Locate every line in the records below that contains the word "mountain", treating uppercase and lowercase as different, and copy each such line.

┌─ Entries shown

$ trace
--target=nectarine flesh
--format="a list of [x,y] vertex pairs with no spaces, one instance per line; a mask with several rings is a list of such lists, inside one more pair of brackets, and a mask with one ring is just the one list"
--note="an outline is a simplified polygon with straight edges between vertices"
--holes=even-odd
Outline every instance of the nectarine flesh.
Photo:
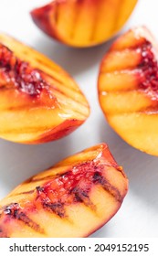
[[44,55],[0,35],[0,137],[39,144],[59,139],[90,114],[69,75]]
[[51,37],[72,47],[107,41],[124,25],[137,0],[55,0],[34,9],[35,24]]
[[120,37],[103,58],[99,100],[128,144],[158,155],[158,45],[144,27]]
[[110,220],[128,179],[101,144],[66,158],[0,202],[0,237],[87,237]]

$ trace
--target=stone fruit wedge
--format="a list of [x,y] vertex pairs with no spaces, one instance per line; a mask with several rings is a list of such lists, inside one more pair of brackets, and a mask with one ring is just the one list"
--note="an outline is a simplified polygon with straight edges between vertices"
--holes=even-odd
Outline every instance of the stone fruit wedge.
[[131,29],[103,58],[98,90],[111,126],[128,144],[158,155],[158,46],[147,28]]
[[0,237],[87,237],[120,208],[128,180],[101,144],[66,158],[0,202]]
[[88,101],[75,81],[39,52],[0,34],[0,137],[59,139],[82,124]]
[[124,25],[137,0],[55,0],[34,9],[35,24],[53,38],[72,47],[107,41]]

└─
┌─ Entries shown

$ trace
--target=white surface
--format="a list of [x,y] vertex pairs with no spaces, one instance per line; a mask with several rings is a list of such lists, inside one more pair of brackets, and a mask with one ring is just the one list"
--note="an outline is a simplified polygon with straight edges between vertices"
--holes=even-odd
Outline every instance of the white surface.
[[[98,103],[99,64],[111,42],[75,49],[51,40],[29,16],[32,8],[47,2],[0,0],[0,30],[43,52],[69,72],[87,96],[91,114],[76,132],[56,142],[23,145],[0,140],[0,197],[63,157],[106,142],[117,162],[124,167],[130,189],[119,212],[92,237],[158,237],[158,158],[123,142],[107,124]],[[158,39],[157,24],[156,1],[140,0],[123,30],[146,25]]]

└─
┌─ Entries shown

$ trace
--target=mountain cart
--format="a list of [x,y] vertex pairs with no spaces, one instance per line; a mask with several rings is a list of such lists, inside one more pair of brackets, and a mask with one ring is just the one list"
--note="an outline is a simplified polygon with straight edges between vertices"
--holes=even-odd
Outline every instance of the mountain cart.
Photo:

└─

Task output >>
--target=mountain cart
Outline every instance of the mountain cart.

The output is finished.